*Alıştırma 1*: Aşağıdaki kayıtlarda "Tight boxes only — no extra padding. Annotate the sky" ifadesini içeren satırdan başlayıp "[97,0,450,94]" ifadesini içeren satırda biten bölümü, iki uç satır da dahil olmak üzere hiçbir değişiklik yapmadan yeniden yazın.

Toplam Okunma 0
Üç katmandan oluşan afişin ilk katmanında Latif’in (Şener Şen) Selamsız Bandosu’nu izlemeye gittiği bir günden bir kare var. Fotoğrafta Latif bir iskemlede, sağ bacağını sol bacağının üstüne atmış, keyifle oturuyor. Kır saçlı ve bıyıklı, günlük tıraşlı Latif sol eliyle sağ ayak bileğini tutuyor. Sağ eli sağ dizinin üstünde, öz güvenle, dimdik otururken; gururla gülümseyerek karşıya bakıyor. Üstünde koyu kahverengi bir takım, içinde beyaz bir gömlek; ayaklarında siyah, yumurta topuk ayakkabılar var.

Tüm dünyanın gözü önünde İsrail, Filistin'i tarih sahnesinden silmek istercesine yerle bir ederken ve yeni bir dünya savaşı endişesini yaşarken yine de derinlerde bir yerde Cumhuriyetimizin yüzüncü yıl heyecanını duyuyoruz büyük bir çoğunluğumuz. Buna dair bir film değerlendirmesi yapsam diye düşündüm. Son indirdiğim filmlere şöyle bir baktım. Başlıktaki film göz kırptı bana ve kendimi alamadım.

 

İnsanın dudağının yanına hüzünlü bir tebessüm konduran bir film Selamsız Bandosu. Unutulmuş bir köşede var olma mücadelesi veren bir kasaba halkı hikayesi. Bütün umudunu kasabalarının yakınından geçecek bir trendeki tek bir yolcuya, dönemin cumhurbaşkanına bağlayan halkın yaşadıkları. Bence bir ulusun panoraması.

*Alıştırma 2*: Selamsız Bandosu üzerine yazılan metnin "Toplam Okunma 0" ile başlayıp "topuk ayakkabılar var." ile biten kısmını, "iskemlede" yerine "sandalyede" koyarak yeniden yazın.

*Gösterilen Kayıtlar*:
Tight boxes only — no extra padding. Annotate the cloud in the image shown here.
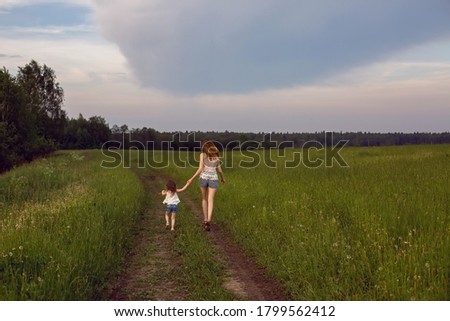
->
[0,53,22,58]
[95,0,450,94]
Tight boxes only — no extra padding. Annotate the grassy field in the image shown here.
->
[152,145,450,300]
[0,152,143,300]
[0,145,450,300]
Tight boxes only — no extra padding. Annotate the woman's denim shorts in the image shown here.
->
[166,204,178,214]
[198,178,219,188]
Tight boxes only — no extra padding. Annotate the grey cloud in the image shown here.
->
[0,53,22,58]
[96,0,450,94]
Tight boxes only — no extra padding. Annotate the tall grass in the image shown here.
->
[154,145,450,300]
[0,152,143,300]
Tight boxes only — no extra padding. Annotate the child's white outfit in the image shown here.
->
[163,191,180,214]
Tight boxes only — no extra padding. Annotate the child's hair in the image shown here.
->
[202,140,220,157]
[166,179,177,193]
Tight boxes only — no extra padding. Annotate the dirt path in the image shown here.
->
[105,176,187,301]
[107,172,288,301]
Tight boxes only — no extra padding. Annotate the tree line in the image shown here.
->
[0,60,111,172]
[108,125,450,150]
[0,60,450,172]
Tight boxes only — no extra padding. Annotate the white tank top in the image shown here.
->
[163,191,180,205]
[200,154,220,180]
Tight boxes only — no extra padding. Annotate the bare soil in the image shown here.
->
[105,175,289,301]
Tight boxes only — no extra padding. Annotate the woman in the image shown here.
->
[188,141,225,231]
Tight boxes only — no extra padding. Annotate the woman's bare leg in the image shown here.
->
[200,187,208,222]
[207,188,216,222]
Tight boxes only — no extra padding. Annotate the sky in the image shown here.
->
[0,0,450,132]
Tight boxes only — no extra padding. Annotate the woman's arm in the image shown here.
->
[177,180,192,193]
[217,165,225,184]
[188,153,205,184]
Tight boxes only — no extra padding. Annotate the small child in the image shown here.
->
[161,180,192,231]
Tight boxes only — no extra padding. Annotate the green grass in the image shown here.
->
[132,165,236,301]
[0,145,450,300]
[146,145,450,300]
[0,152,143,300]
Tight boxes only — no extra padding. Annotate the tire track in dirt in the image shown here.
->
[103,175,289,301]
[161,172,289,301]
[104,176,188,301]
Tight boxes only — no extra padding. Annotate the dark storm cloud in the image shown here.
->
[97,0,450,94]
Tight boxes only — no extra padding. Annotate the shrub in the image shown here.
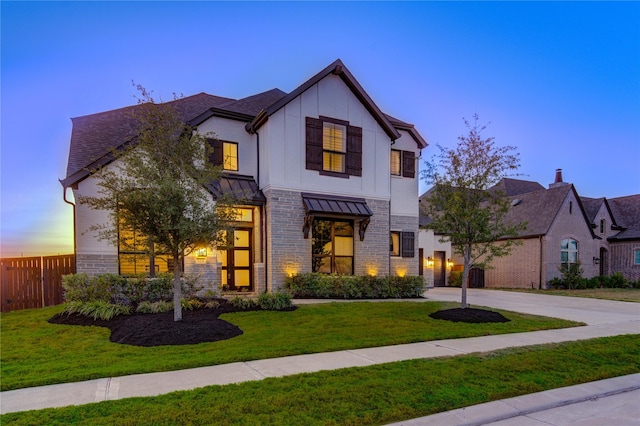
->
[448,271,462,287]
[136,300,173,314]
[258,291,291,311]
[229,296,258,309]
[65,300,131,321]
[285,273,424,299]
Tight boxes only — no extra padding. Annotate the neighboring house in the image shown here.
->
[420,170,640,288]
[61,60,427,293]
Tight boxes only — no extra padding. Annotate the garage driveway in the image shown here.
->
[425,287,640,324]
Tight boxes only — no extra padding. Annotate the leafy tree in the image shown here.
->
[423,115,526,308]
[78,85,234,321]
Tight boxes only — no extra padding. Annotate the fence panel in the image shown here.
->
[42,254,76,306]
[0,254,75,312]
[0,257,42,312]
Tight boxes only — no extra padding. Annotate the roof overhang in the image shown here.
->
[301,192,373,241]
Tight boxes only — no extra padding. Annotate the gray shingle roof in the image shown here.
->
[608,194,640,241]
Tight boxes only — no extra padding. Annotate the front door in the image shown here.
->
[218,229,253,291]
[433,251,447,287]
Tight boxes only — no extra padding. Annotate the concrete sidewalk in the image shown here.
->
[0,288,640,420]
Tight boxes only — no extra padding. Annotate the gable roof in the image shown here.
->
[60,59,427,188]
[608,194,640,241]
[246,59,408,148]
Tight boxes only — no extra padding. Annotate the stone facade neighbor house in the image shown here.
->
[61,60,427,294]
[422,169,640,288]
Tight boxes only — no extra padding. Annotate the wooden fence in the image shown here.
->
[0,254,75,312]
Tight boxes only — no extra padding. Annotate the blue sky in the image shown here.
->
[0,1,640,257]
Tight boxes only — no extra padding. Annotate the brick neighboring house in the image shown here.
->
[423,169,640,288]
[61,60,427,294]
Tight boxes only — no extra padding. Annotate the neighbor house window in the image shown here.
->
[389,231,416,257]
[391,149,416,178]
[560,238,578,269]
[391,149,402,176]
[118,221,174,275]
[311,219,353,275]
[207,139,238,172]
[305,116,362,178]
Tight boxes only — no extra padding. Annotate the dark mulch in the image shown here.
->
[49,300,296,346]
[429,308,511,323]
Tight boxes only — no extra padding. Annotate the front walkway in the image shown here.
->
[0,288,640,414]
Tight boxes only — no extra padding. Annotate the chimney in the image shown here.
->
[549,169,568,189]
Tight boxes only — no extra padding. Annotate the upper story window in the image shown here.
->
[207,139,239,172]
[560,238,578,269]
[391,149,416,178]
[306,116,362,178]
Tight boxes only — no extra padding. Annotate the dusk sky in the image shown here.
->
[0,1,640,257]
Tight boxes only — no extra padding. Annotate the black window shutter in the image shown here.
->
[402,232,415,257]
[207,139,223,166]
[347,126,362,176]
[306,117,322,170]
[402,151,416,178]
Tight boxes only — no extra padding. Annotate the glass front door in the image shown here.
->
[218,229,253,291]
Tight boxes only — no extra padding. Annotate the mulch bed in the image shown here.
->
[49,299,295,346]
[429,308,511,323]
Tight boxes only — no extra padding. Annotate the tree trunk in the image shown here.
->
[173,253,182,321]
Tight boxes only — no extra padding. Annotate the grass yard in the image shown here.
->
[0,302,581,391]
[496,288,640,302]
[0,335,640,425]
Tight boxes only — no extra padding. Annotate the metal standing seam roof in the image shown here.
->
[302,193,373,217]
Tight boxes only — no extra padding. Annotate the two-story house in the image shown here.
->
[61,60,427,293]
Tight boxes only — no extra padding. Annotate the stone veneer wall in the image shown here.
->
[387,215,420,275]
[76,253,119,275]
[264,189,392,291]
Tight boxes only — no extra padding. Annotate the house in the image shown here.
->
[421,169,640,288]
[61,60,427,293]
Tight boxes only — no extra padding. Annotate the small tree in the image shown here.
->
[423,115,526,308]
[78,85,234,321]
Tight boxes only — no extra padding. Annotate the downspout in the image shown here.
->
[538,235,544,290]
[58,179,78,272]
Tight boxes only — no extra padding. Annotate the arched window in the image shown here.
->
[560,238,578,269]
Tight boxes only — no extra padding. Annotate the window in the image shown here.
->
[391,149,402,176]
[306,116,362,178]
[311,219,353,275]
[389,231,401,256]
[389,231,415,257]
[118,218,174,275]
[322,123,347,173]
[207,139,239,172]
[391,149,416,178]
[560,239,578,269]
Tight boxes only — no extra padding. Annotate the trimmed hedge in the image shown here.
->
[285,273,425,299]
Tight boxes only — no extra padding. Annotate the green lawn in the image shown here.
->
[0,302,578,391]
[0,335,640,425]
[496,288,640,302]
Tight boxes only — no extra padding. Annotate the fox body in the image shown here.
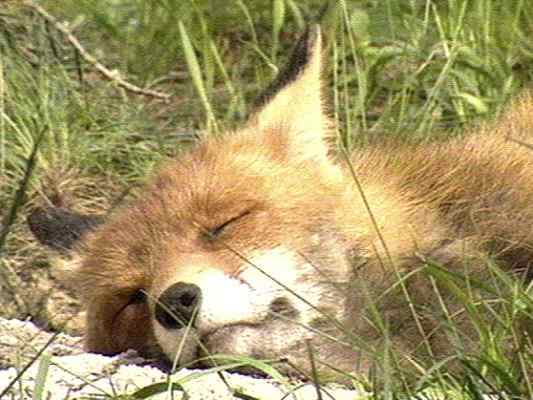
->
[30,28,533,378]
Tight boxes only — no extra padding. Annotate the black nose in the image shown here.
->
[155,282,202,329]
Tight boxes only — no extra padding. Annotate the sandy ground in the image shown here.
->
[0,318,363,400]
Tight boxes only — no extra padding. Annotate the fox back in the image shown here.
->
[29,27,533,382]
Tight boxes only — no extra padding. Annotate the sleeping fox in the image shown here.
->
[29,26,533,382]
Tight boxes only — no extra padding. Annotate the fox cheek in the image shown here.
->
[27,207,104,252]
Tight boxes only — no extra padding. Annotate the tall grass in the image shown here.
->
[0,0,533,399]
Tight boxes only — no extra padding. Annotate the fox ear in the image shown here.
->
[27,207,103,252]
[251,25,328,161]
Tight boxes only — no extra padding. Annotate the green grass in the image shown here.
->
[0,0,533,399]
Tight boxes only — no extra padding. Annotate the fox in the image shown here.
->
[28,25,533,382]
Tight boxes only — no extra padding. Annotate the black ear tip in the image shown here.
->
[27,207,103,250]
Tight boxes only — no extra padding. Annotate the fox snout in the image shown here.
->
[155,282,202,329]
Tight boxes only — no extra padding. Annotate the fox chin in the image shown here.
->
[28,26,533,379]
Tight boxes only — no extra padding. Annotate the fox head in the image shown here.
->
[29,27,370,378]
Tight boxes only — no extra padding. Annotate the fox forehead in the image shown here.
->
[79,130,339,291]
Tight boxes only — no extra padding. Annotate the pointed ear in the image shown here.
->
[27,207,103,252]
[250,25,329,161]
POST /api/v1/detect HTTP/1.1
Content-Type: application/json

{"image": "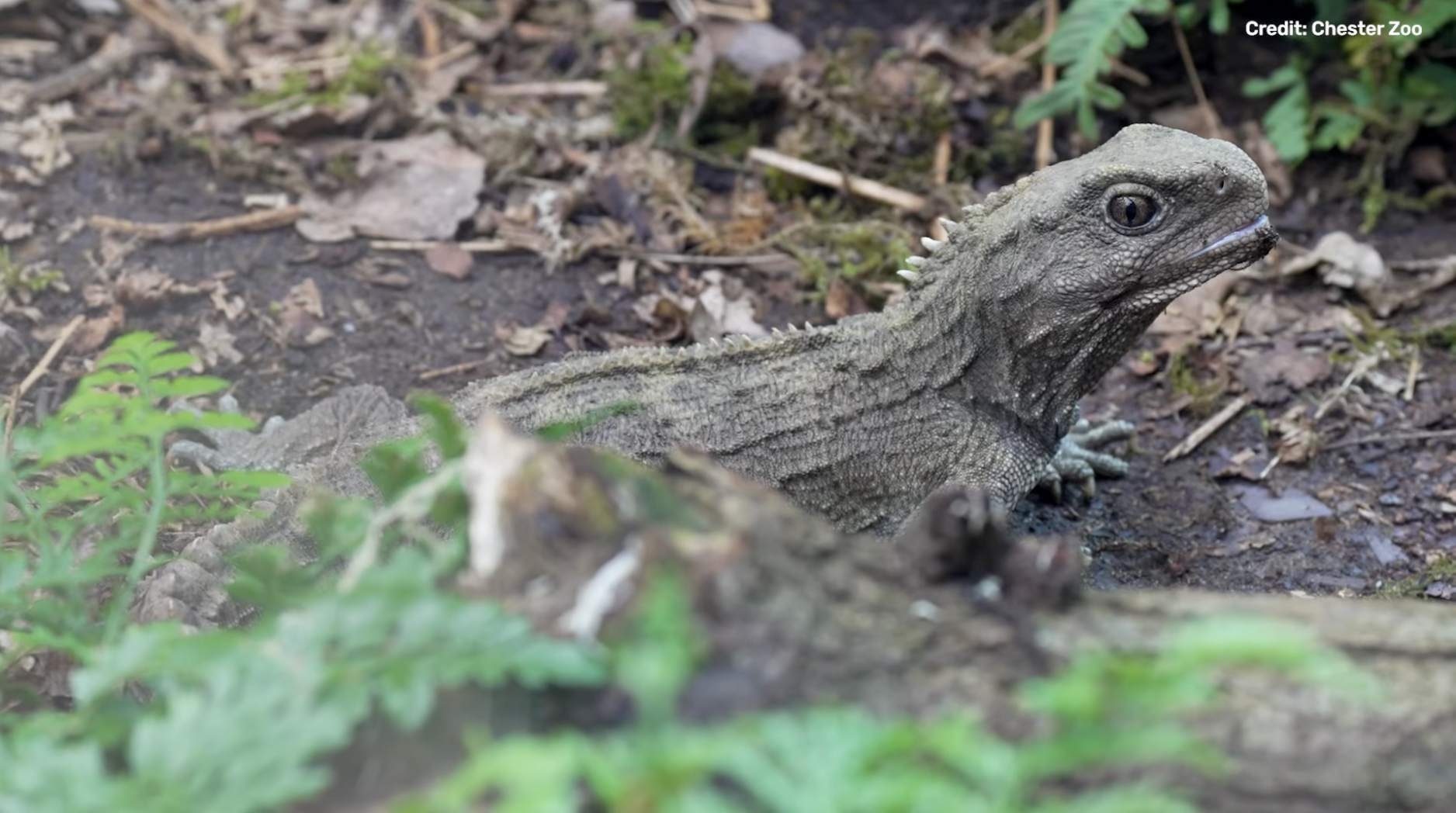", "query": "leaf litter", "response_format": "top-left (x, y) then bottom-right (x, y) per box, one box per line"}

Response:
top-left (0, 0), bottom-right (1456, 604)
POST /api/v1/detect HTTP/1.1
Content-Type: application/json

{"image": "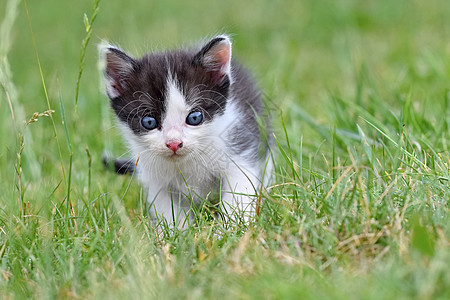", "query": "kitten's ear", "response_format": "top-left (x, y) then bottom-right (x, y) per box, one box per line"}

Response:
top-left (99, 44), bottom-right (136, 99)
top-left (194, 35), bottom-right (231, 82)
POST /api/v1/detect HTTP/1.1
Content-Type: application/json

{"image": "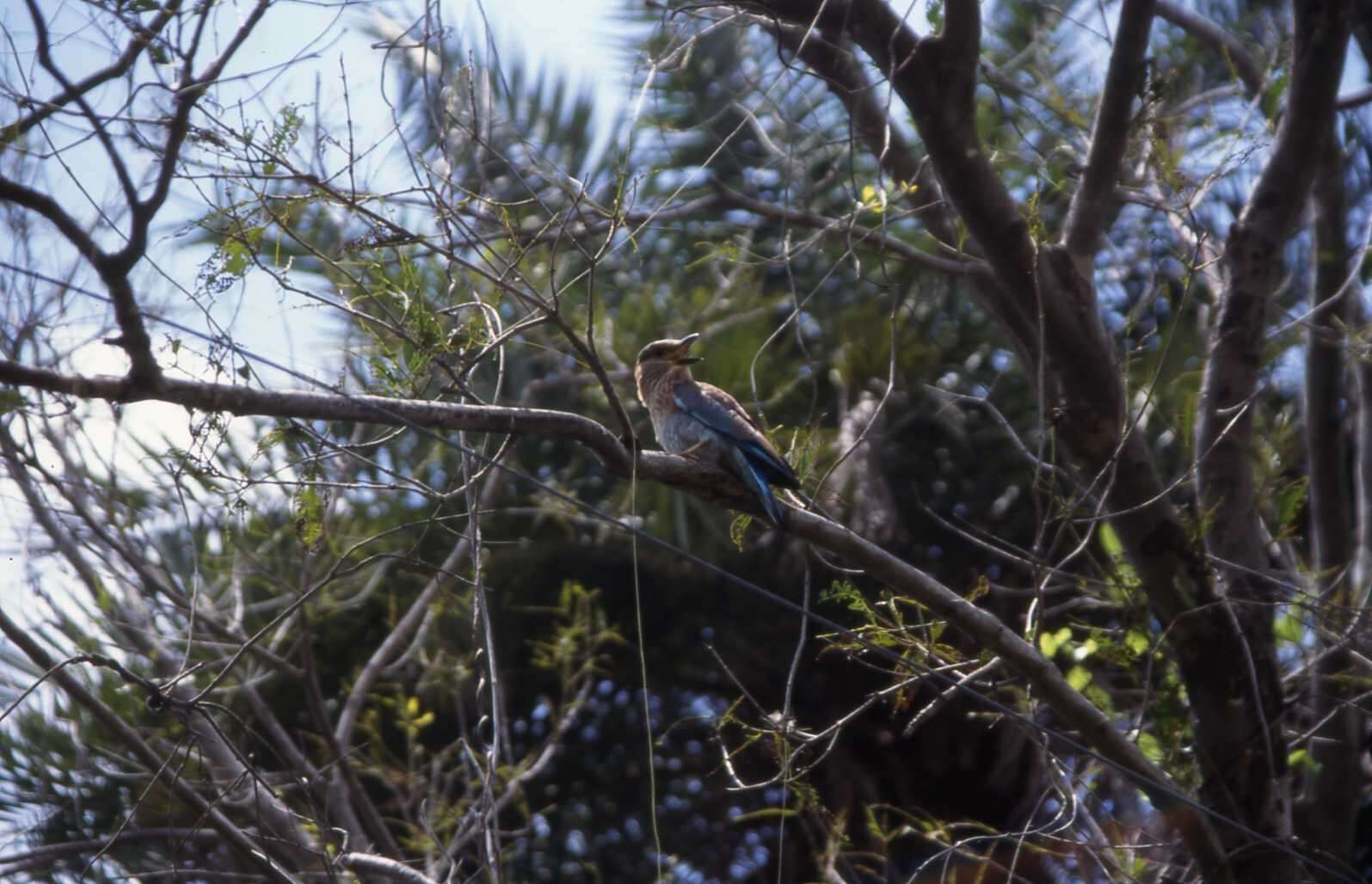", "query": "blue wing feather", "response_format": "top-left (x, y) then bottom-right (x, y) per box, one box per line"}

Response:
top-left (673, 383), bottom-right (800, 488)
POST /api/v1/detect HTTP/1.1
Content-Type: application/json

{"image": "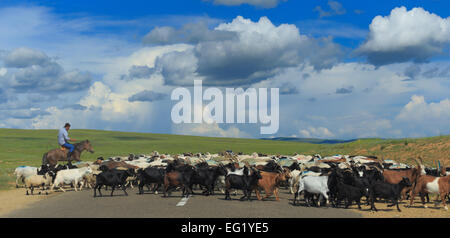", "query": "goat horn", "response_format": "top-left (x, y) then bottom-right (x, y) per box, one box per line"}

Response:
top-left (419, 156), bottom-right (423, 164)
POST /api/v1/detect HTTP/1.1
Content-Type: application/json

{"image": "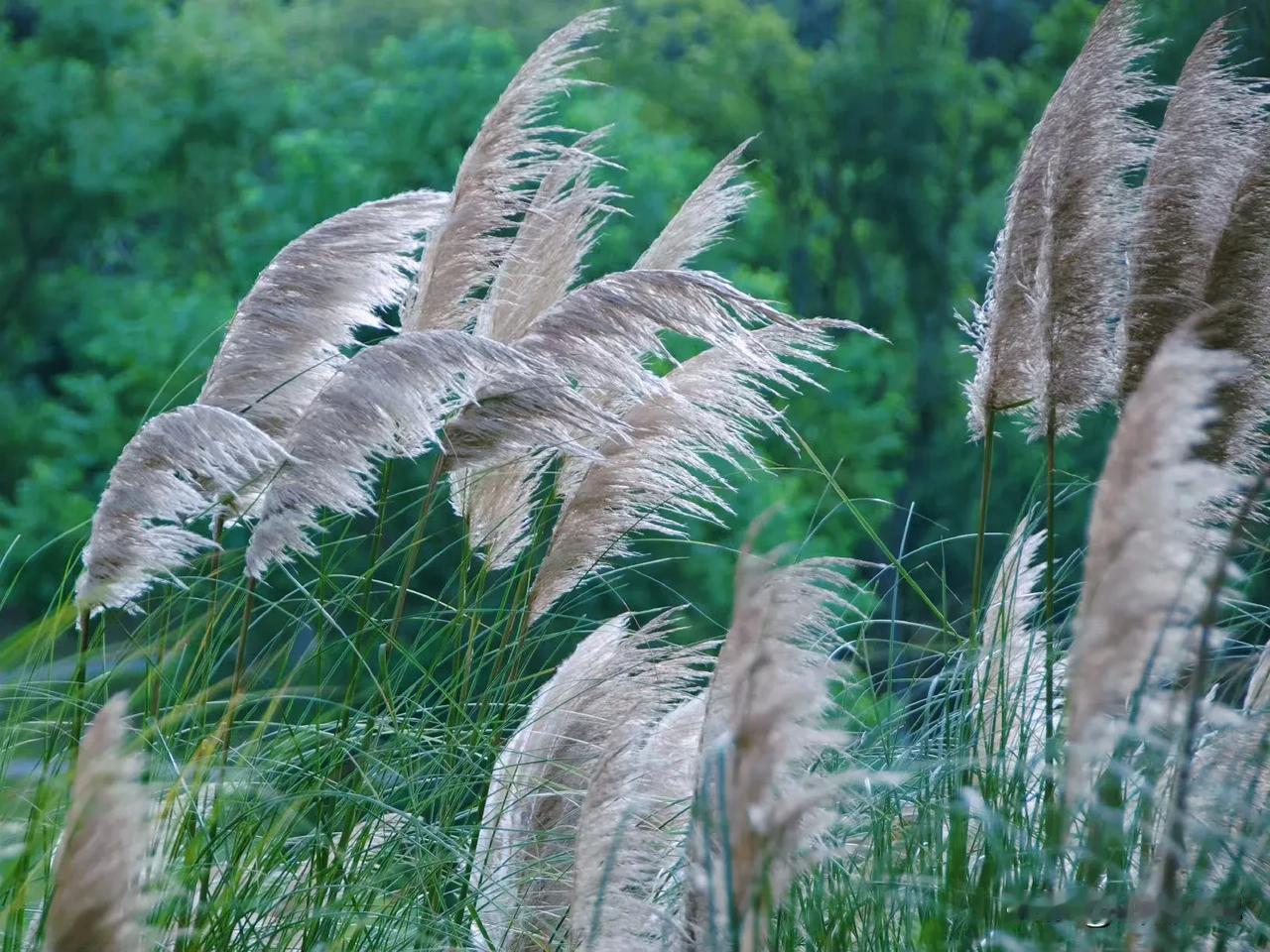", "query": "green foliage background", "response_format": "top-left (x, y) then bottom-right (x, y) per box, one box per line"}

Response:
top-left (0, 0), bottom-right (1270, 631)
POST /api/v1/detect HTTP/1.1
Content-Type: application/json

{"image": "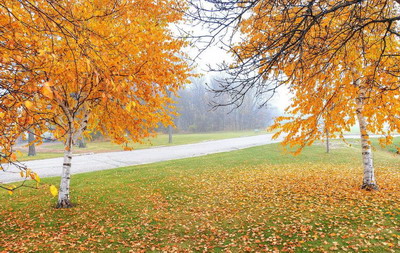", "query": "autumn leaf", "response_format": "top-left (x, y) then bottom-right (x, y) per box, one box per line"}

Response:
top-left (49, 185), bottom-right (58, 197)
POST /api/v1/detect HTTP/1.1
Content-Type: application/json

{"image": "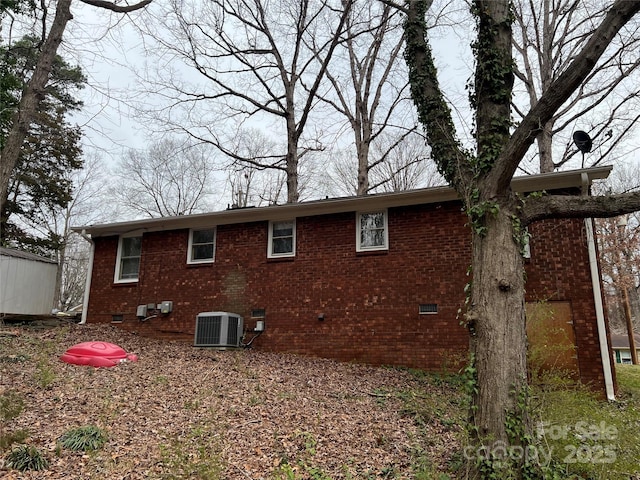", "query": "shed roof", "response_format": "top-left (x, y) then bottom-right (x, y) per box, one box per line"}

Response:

*Görevin Cevabı 1*:
Tight boxes only — no extra padding. Annotate the sky in the image shown here.
->
[0,0,450,132]
Tight boxes only — no extra padding. Annotate the woman's arm in the image shown here.
->
[177,180,192,193]
[217,165,225,184]
[188,153,205,184]
Tight boxes only — no extra padding. Annotate the small child in the image shown here.
->
[161,180,192,231]
Tight boxes only — no extra padding. Annotate the green grass in the image shown here.
->
[132,165,236,301]
[0,145,450,300]
[146,145,450,300]
[0,152,143,300]
Tight boxes only — no extra padding. Annotate the tire track in dirt in the image shown here.
->
[103,175,289,301]
[161,172,289,301]
[104,176,188,301]
Tight boxes only — no extra padding. Annotate the dark storm cloud in the image shown here.
->
[97,0,450,94]

*Görevin Cevabı 2*:
Toplam Okunma 0
Üç katmandan oluşan afişin ilk katmanında Latif’in (Şener Şen) Selamsız Bandosu’nu izlemeye gittiği bir günden bir kare var. Fotoğrafta Latif bir sandalyede, sağ bacağını sol bacağının üstüne atmış, keyifle oturuyor. Kır saçlı ve bıyıklı, günlük tıraşlı Latif sol eliyle sağ ayak bileğini tutuyor. Sağ eli sağ dizinin üstünde, öz güvenle, dimdik otururken; gururla gülümseyerek karşıya bakıyor. Üstünde koyu kahverengi bir takım, içinde beyaz bir gömlek; ayaklarında siyah, yumurta topuk ayakkabılar var.